Segment Start: Records supplied

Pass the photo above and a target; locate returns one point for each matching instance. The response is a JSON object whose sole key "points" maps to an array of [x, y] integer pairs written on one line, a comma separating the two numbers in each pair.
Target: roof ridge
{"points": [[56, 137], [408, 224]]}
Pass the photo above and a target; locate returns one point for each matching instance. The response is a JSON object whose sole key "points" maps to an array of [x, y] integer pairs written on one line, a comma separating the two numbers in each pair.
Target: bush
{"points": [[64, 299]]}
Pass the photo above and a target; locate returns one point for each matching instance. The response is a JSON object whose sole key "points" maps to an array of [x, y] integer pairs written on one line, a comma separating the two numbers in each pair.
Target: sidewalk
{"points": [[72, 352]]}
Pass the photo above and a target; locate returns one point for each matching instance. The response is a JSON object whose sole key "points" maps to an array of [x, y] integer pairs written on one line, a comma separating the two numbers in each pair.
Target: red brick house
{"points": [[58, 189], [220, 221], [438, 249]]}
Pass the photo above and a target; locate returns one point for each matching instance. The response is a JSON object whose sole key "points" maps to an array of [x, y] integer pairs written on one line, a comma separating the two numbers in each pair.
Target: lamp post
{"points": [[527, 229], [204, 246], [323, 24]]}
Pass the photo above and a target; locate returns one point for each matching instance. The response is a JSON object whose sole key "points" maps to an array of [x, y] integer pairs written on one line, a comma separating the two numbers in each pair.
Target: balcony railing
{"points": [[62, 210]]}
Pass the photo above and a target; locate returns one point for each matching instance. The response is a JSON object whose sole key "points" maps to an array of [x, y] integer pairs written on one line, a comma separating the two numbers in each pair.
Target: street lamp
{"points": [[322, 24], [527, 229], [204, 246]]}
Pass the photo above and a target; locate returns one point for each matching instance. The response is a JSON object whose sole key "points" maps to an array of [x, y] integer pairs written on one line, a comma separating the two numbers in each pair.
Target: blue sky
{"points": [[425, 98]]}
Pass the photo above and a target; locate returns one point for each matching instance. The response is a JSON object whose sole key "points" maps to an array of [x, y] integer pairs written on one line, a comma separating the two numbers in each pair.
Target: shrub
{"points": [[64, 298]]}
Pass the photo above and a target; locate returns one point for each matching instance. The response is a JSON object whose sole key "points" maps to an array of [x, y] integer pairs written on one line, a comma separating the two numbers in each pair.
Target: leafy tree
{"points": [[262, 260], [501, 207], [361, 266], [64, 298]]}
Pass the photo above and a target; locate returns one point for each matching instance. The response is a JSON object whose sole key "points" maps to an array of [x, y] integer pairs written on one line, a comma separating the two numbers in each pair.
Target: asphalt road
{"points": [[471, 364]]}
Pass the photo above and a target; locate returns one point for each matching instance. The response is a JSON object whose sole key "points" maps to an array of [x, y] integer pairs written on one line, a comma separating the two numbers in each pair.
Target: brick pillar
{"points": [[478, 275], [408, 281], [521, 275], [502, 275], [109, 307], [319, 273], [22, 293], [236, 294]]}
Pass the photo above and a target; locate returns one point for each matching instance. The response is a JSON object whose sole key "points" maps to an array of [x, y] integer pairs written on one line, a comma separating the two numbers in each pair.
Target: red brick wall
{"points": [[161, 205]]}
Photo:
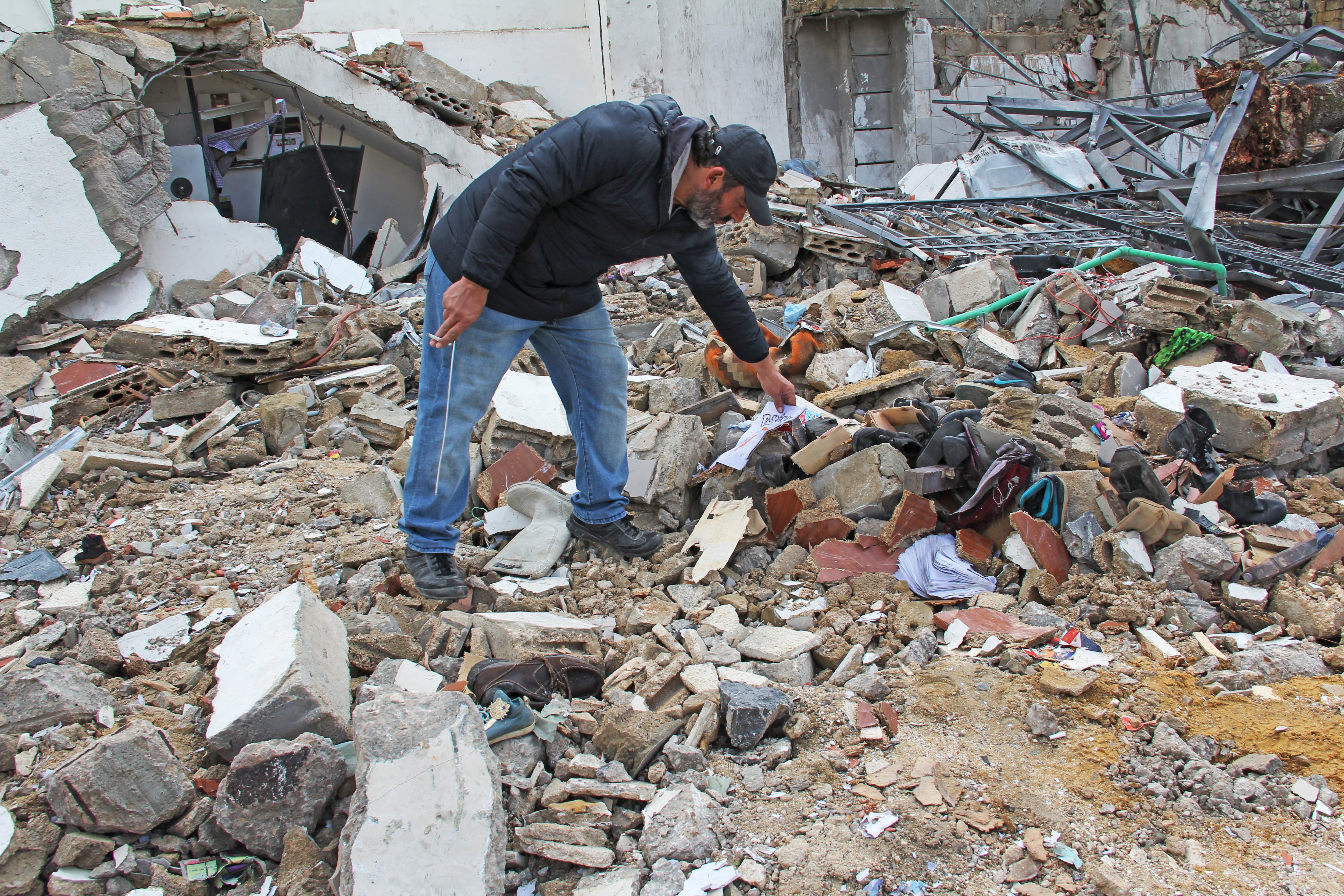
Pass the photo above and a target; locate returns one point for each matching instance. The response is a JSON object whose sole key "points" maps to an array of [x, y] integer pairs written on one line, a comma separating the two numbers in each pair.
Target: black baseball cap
{"points": [[746, 155]]}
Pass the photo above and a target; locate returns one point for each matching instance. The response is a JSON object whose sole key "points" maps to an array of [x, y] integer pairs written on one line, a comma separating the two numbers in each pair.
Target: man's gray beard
{"points": [[703, 208]]}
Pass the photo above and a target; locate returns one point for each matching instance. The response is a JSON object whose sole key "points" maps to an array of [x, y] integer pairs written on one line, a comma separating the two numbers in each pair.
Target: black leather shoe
{"points": [[436, 576], [777, 469], [620, 537]]}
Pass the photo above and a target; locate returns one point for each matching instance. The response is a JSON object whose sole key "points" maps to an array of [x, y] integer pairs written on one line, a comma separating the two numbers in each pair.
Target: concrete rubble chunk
{"points": [[283, 420], [384, 424], [1207, 555], [682, 823], [523, 636], [750, 711], [990, 352], [776, 644], [35, 699], [276, 785], [380, 491], [210, 347], [1303, 420], [867, 484], [130, 781], [283, 671], [971, 287], [428, 785]]}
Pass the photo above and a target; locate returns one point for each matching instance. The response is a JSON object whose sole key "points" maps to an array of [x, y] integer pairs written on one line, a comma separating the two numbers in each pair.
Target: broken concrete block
{"points": [[130, 781], [93, 461], [193, 402], [385, 381], [40, 698], [830, 370], [283, 671], [682, 824], [1320, 617], [428, 785], [1263, 327], [525, 636], [671, 394], [1207, 555], [970, 287], [634, 737], [990, 352], [775, 245], [178, 343], [382, 422], [277, 785], [749, 711], [678, 445], [284, 418], [1035, 331], [380, 491], [867, 484], [1302, 420], [776, 644]]}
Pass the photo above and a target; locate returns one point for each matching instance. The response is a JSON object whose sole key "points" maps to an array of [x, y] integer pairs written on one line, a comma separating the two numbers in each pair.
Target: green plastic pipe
{"points": [[1220, 272]]}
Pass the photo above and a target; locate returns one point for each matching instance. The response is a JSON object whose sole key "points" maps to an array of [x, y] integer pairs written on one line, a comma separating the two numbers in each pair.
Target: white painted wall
{"points": [[48, 218], [722, 58], [552, 45], [26, 15]]}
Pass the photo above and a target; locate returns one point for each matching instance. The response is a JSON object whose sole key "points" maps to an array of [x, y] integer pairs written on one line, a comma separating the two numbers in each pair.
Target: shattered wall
{"points": [[554, 45], [84, 162]]}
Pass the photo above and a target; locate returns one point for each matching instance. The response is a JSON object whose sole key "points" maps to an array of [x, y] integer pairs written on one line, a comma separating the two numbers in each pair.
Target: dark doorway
{"points": [[298, 201]]}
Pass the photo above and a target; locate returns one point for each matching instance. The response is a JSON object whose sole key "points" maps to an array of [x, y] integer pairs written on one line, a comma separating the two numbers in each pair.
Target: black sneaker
{"points": [[620, 537], [979, 391], [436, 576]]}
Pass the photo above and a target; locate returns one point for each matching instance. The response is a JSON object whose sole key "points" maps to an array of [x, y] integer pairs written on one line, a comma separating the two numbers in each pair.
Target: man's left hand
{"points": [[775, 383]]}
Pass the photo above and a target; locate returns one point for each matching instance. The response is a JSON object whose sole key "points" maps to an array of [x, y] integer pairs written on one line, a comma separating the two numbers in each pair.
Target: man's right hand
{"points": [[463, 304]]}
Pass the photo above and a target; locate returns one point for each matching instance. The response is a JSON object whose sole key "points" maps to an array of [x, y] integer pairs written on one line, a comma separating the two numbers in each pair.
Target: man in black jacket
{"points": [[517, 258]]}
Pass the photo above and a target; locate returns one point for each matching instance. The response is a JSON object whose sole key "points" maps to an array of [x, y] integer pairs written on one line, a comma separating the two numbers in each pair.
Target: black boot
{"points": [[620, 537], [436, 576], [1191, 440], [777, 469], [1134, 479]]}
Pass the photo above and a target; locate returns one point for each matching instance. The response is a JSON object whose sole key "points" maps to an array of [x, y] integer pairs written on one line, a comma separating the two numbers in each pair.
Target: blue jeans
{"points": [[588, 370]]}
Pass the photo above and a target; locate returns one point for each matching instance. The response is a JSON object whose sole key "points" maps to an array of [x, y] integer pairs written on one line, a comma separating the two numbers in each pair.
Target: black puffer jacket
{"points": [[593, 191]]}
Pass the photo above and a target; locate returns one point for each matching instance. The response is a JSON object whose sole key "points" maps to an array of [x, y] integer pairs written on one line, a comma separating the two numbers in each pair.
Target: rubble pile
{"points": [[1034, 589]]}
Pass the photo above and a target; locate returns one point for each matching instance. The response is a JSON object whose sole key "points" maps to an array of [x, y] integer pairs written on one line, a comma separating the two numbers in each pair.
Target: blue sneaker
{"points": [[505, 718], [979, 391]]}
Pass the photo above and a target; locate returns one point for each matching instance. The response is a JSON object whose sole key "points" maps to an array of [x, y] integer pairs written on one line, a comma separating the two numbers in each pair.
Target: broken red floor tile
{"points": [[815, 526], [783, 504], [889, 716], [843, 559], [1045, 543], [72, 377], [521, 464], [975, 549], [986, 621], [1330, 555], [914, 518]]}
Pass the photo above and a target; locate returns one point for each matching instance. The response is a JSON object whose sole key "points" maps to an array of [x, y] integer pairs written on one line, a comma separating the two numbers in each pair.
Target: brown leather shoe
{"points": [[538, 680]]}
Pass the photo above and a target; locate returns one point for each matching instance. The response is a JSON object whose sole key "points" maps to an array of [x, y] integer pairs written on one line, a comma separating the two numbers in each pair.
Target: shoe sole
{"points": [[511, 735], [975, 393]]}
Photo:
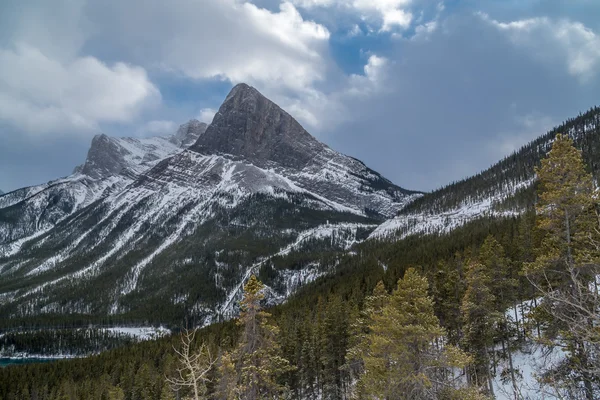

Segment End: Records supplied

For this exercise, the lines from the one containing "Target: blue sneaker" through the last line of the entries above are to be output exactly, both included, and pictures are skipped.

Solution below
Target: blue sneaker
{"points": [[505, 718], [979, 391]]}
Pass the photo above and a target; locate returns one point for each matching instance. The response is a JSON object whose sole key "points" maps to an array of [x, y] integer pairs written on one line, a comma separating the two numbers in each pair.
Target: broken red floor tile
{"points": [[815, 526], [783, 504], [889, 716], [843, 559], [1045, 543], [72, 377], [521, 464], [975, 549], [986, 621], [1330, 555], [914, 518]]}
Pass the photo above and a target; locate returns one point for each matching instance. The response is a JSON object whose sole key "points" maps to an array of [x, y] integer pairs written on one line, a comma separating the two numbers in each pair.
Target: brown leather shoe
{"points": [[538, 680]]}
Pass the photo above and a target; locate returns one point for each matching instance. The response is a JSON object whose sole key "points" maps to an array of [x, y] integer pairs written on one line, a comma separating the two numbers in each pair.
Target: shoe sole
{"points": [[511, 735], [975, 393]]}
Photo:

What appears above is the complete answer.